Lo studio da noi condotto cerca di evitare questi errori metodologici. Esso applica la metodologia della economic life-cycle analysis alla gestione dei rifiuti urbani (Consonni, 2011; Massarutto et al., 2009; 2011). Scopo di tale metodologia è confrontare i costi sociali di soluzioni alternative considerando l’intero percorso “dalla culla alla bara” dei materiali considerati – laddove nel nostro caso la “culla” è rappresentata dal momento in cui i materiali divengono rifiuti nelle mani di chi li detiene, e la “bara” è, viceversa, il momento in cui cessano da tale qualifica essendo nuovamente pronti per essere commercializzati con un valore positivo, oppure per essere definitivamente collocati in discarica.

**Compito scritto A**
Riscrivi in forma di elenco puntato il paragrafo del brano sulla gestione dei rifiuti urbani che inizia con "Lo studio da noi condotto", mantenendone le informazioni principali.
**Compito scritto B**
Elenca tutti i riferimenti bibliografici che compaiono tra parentesi nel brano sulla gestione dei rifiuti urbani.
**Compito scritto C**
Prosegui il brano sulla gestione dei rifiuti urbani a partire dal punto in cui si interrompe.

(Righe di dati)

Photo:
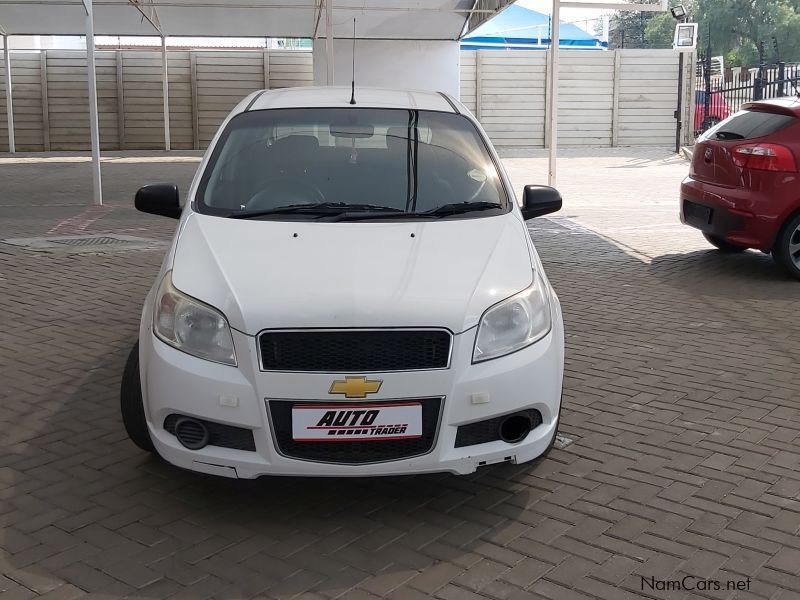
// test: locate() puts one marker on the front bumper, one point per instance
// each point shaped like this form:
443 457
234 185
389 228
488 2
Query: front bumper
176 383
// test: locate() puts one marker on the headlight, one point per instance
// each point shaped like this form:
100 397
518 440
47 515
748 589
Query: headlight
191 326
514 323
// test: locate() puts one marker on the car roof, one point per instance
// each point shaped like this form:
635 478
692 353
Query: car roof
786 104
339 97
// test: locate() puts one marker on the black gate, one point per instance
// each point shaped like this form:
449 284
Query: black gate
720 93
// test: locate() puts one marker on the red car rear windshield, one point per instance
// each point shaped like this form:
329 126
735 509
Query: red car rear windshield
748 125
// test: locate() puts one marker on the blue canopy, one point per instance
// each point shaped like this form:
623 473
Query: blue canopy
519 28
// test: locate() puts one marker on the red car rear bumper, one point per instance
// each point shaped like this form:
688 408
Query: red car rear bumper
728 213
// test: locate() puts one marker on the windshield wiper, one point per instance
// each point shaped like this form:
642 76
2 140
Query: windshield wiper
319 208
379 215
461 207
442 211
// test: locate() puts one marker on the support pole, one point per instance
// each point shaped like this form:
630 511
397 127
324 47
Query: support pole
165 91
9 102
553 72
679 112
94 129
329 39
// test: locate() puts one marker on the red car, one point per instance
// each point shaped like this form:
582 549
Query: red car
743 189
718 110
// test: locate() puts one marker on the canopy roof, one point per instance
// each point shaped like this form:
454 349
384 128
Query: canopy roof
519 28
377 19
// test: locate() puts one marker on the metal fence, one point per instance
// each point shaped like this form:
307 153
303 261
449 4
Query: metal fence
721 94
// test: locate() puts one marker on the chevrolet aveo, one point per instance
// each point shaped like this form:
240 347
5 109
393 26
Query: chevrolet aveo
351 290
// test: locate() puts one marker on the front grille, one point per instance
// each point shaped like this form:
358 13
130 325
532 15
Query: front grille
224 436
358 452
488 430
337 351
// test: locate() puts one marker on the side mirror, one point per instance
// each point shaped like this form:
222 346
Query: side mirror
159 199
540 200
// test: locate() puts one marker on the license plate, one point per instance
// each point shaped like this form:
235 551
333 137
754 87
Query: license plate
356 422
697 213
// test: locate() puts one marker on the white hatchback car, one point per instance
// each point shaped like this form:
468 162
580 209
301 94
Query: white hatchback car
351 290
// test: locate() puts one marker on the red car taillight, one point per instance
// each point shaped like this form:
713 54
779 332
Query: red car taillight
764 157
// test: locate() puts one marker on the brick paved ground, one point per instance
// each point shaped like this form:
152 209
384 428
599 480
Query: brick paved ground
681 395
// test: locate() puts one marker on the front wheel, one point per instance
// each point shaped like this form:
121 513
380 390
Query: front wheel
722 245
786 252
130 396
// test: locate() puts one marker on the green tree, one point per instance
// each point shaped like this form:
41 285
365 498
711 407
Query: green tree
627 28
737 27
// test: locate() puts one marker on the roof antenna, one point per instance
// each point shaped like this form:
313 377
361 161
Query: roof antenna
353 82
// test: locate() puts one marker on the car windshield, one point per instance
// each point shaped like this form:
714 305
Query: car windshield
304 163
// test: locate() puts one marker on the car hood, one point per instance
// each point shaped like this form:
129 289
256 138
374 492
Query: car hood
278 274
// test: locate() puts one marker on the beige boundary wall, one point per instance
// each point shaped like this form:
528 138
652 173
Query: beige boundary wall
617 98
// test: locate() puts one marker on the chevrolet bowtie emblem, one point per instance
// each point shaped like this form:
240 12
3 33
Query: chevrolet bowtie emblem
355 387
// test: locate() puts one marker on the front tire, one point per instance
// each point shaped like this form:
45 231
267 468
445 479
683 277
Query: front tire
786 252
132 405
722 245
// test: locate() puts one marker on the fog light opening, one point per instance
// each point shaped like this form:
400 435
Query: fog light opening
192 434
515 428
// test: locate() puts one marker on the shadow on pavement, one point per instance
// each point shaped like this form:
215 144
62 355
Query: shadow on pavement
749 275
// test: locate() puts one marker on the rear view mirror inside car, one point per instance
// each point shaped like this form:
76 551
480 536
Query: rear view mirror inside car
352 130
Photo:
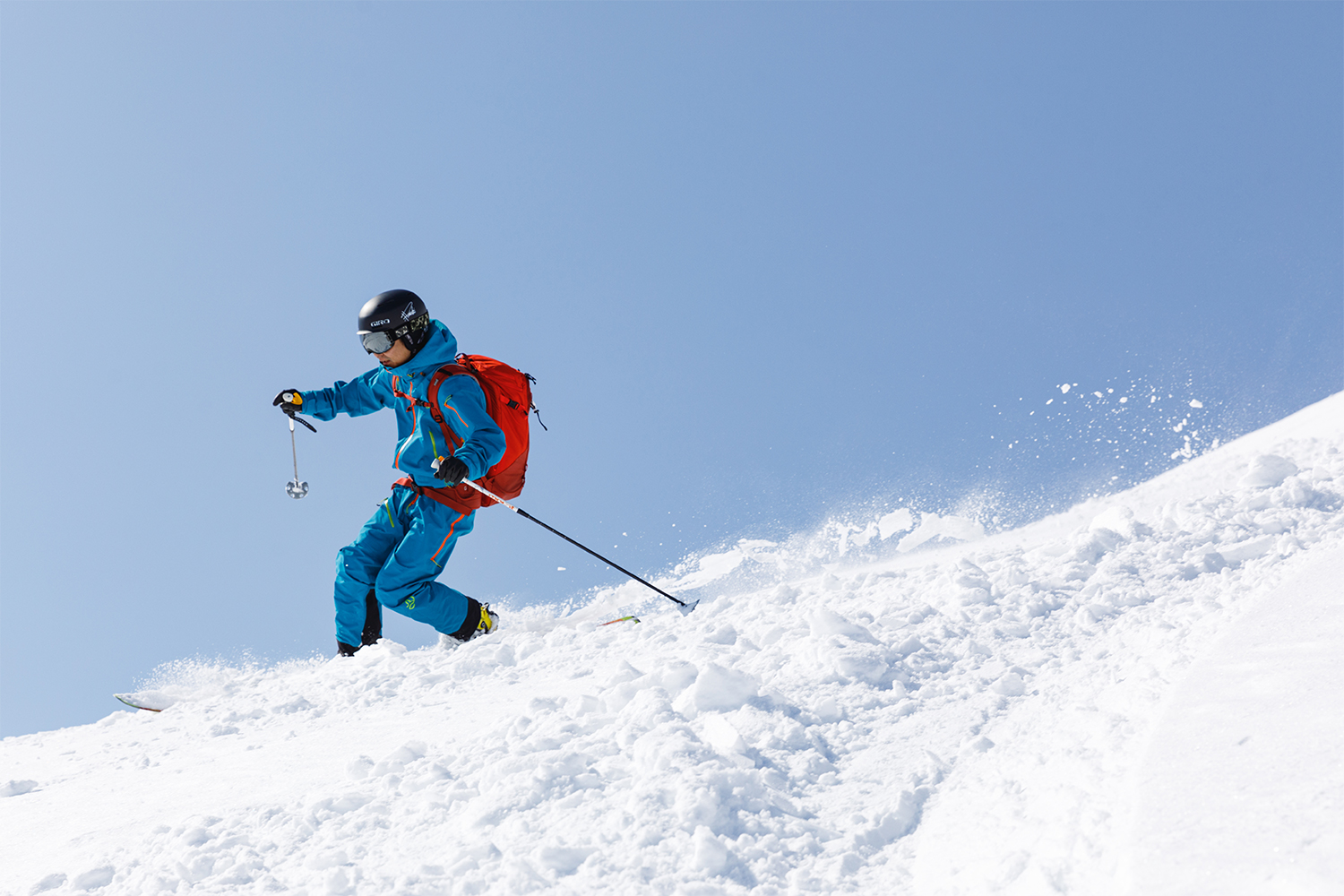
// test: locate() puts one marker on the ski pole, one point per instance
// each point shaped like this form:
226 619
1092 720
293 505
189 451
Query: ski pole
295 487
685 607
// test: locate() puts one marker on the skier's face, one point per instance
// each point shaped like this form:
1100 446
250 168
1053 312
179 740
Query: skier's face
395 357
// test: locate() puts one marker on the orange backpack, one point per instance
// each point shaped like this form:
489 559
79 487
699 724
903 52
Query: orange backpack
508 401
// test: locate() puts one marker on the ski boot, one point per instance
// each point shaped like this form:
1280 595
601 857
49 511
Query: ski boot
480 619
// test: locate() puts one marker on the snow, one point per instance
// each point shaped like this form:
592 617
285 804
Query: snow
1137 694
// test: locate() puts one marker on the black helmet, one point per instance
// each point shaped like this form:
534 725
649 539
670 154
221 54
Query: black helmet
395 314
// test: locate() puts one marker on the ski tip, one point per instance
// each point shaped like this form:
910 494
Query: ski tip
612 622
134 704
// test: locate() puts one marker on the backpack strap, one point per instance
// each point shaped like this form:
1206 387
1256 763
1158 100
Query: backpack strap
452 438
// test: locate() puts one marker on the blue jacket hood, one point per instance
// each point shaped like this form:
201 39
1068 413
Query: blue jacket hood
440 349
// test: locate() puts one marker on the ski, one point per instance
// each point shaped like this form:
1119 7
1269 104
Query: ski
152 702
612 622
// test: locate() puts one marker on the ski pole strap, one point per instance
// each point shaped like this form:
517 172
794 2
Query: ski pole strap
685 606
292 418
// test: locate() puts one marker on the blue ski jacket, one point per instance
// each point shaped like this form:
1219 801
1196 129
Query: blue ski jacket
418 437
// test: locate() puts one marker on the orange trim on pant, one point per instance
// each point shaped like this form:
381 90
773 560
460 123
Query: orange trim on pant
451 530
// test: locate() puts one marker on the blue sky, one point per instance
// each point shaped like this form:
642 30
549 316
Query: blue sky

--

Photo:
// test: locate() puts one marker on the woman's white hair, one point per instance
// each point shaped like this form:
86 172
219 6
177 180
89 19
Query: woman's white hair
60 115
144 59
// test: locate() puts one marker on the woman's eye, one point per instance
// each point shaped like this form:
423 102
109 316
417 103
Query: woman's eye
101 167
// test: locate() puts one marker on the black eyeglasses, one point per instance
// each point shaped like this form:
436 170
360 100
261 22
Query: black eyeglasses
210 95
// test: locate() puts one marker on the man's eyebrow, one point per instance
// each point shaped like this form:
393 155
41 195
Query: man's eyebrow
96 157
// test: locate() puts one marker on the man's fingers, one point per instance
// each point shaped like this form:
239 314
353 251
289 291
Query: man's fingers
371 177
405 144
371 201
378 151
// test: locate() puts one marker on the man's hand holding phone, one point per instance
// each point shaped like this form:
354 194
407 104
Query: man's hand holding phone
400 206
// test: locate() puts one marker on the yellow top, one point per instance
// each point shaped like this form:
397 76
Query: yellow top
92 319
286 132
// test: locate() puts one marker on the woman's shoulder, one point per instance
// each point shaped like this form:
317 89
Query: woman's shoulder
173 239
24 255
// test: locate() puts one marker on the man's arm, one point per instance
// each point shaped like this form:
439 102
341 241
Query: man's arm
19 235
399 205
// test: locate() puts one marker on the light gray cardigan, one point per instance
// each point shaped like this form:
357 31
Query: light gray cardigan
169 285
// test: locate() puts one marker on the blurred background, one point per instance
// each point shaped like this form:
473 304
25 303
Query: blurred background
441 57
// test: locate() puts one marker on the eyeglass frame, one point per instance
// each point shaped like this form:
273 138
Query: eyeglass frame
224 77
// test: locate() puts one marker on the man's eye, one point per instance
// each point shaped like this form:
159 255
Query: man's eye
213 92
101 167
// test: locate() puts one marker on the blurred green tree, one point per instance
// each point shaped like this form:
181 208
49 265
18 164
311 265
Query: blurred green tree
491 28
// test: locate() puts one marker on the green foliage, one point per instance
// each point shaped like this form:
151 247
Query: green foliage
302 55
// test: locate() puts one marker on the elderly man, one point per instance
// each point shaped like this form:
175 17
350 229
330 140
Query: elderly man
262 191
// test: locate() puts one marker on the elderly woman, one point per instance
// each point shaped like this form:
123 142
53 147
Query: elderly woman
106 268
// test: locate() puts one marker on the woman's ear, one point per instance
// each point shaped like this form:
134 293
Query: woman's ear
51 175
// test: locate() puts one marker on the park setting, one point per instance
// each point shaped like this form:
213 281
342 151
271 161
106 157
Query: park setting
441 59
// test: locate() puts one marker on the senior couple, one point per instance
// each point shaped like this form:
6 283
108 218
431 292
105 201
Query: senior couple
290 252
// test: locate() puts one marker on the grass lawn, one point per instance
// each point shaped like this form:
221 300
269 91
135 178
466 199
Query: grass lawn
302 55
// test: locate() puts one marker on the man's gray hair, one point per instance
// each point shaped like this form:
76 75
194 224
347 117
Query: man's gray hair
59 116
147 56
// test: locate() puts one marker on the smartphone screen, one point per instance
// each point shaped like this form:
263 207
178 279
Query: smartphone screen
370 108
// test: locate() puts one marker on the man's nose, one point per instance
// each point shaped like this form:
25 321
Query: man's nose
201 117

**Risposta scritta A**
- Lo studio cerca di evitare questi errori metodologici.
- Applica la economic life-cycle analysis alla gestione dei rifiuti urbani.
- Lo scopo è confrontare i costi sociali di soluzioni alternative lungo l'intero percorso "dalla culla alla bara" dei materiali.
- La "culla" è il momento in cui i materiali diventano rifiuti nelle mani di chi li detiene.
- La "bara" è il momento in cui cessano di essere rifiuti, perché sono di nuovo pronti per essere commercializzati con un valore positivo oppure vengono collocati definitivamente in discarica.

**Risposta scritta B**
- Consonni, 2011
- Massarutto et al., 2009
- Massarutto et al., 2011

**Risposta scritta C**
Sono state simulate due realtà territoriali modellate su caratteristiche geografiche e insediative tipiche dell’Italia settentrionale, un’area metropolitana e un’area con un centro urbano e una più vasta zona suburbana e rurale (rispettivamente 750 e 150 kt di rifiuti/anno, la cui composizione merceologica è stata ipotizzata con l’ausilio di alcuni operatori). Su entrambe le aree sono stati valutati 6 diversi scenari di gestione dei rifiuti, che si differenziano per diversi livelli di intensità nella raccolta differenziata: da un minimo del 30-50% ottenuto con raccolte stradali (scenari S35 e S50) a un massimo del 50-85%, ottenuto con metodi porta a porta (scenari P50-P65 e PC75-PC85, nei quali alla raccolta differenziata porta a porta si aggiungono anche soluzioni complementari quale il compostaggio domestico). Per tutti i primi 5 scenari viene valutata un’opzione-base in cui il rifiuto residuo (ossia, quello indifferenziato e gli scarti a valle delle fasi di trattamento finalizzato al recupero) viene destinato al recupero energetico attraverso incenerimento diretto; sono state poi considerate opzioni alternative quale la separazione meccanica con incenerimento della sola frazione secca oppure la produzione di cdr destinato a impianti dedicati o cdr di qualità utilizzabile in impianti industriali. Per il solo scenario PC85, considerato come rappresentativo della filosofia “rifiuti zero”, si è invece ipotizzato che anche il rifiuto residuo venga destinato al recupero di materia attraverso la trasformazione in additivi per l’edilizia.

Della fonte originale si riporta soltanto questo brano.